» EXTRACT PROVIDED
CBP Intercepts Various Agricultural Pests
San Juan, Puerto Rico - Though they elude the naked eye, small insects can hide within fruits, vegetables or flowers that could damage local farmed crops, and amount to significant costs to eradicate and treat.
This week U.S. Customs and Border Protection (CBP) agriculture specialists stationed in Puerto Rico and the U.S. Virgin Islands found various actionable pests within commercial consignments of cut flowers, sweet potatoes, chayote, coconuts, celery and Persian limes imported from Colombia, Costa Rica and the Dominican Republic.
The identified insects, mentioned by their scientific and common names, are: Frankliniella sp. (thirps), Agromyzidae sp. (leaf-miner flies), Aphididae sp.(aphids), and Pseudococcidae (mealybugs).
Thirps are pests of commercial crops, whose damage is caused by their feeding on developing flowers or vegetables, causing discoloration and deformities, with the ultimate effect of reduced marketability of the crop.
The family Agromyzidae is commonly referred to as the leaf-miner flies because of the feeding habit of the larvae, which live and eat within and between the leaf tissues of plants.
Aphids are among the most destructive insect pests on cultivated plants in temperate regions. The damage they do to plants has made them enemies of farmers and gardeners all over the world, but from a zoological standpoint, they are a very successful group of organisms due to the asexual reproduction capability of some species.
Mealybugs are insects in the family Pseudococcidae, unarmored scale insects found in moist, warm climates. They are considered pests as they feed on plant juices of greenhouse plants, houseplants and subtropical trees, and act as a vector for several serious plant diseases.
All infested and contaminated shipments are safeguarded and transferred for appropriate re-export and/or destruction under CBP agriculture specialist custody or treatment by the U.S. Department of Agriculture Animal and Plant Health Inspection Service/Plant Protection and Quarantine (USDA-APHIS-PPQ).
Invasive species include non-native, alien, or exotic plant pests (such as insects, mollusks, weeds, or pathogens); animal and zoonotic disease pathogens, which can transmit diseases between animals and humans; or other organisms that can cause economic or environmental harm to U.S. agriculture, range, and forest systems if they enter the United States.

» DATASET RECORDS
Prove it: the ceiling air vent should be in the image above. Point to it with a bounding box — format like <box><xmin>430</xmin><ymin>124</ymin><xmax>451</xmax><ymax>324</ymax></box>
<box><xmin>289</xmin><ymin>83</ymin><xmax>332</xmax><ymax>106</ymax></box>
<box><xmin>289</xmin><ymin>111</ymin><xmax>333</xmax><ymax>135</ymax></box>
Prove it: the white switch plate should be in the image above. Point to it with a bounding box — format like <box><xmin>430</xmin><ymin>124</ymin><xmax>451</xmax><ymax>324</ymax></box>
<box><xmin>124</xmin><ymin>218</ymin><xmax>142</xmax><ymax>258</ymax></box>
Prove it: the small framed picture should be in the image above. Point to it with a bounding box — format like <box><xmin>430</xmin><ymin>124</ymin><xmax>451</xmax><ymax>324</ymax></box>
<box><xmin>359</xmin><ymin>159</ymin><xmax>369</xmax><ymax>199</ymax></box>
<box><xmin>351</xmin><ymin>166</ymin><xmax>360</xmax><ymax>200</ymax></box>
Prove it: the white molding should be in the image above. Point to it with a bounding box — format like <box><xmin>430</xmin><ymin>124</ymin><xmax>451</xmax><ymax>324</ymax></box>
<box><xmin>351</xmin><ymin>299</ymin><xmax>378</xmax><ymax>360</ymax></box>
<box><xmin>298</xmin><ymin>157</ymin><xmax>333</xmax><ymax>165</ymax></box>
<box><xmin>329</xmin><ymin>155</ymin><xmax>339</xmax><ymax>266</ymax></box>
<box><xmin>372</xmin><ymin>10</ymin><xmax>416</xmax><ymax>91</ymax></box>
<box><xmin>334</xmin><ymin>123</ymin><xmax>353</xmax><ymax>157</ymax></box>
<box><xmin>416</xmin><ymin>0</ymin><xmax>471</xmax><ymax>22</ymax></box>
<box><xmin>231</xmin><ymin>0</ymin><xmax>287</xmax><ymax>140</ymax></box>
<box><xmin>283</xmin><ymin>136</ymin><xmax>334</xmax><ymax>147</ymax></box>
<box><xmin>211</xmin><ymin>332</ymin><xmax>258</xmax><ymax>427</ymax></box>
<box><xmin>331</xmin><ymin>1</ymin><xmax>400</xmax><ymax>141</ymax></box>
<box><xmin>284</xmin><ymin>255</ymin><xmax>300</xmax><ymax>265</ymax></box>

» WHAT TO DO
[a] Answer these from the text on CBP's interception of agricultural pests:
(i) From which countries were the inspected consignments imported?
(ii) Why is the family Agromyzidae called the leaf-miner flies?
(iii) In what kind of climates are mealybugs found?
[b] Carry on the text about CBP's agricultural pest interceptions, starting after its final sentence.

» RESULTS OF THE TASKS
[a]
(i) Colombia, Costa Rica and the Dominican Republic.
(ii) Because their larvae live and eat within and between the leaf tissues of plants.
(iii) Moist, warm climates.

[b]
While most plant pest introductions occur unintentionally as an end result of increased global travel and trade, acts of biological terrorism which threaten the United States' agricultural and natural resources are a rising fear. Plant pests, weeds, and diseases are all potential agents of bioterrorism. Nonetheless, exporters, importers and producers should be cognizant of the U.S. Phytosanitary measures before shipping/importing their products.
CBP agriculture specialists safeguard American agriculture by detecting and preventing entry into the country of plant pests and exotic foreign animal diseases that could harm agricultural resources. They do this with inspection and prevention efforts designed to keep prohibited agricultural items from entering the United States. These items, whether in commercial cargo or as "hitchhikers" with an international airline/vessel passenger or a pedestrian crossing the border, could cause serious damage to America's crops, livestock, and the environment.
For more detailed information on these and other pests, the public can consult the following link on the USDA/APHIS website. (USDA/APHIS website)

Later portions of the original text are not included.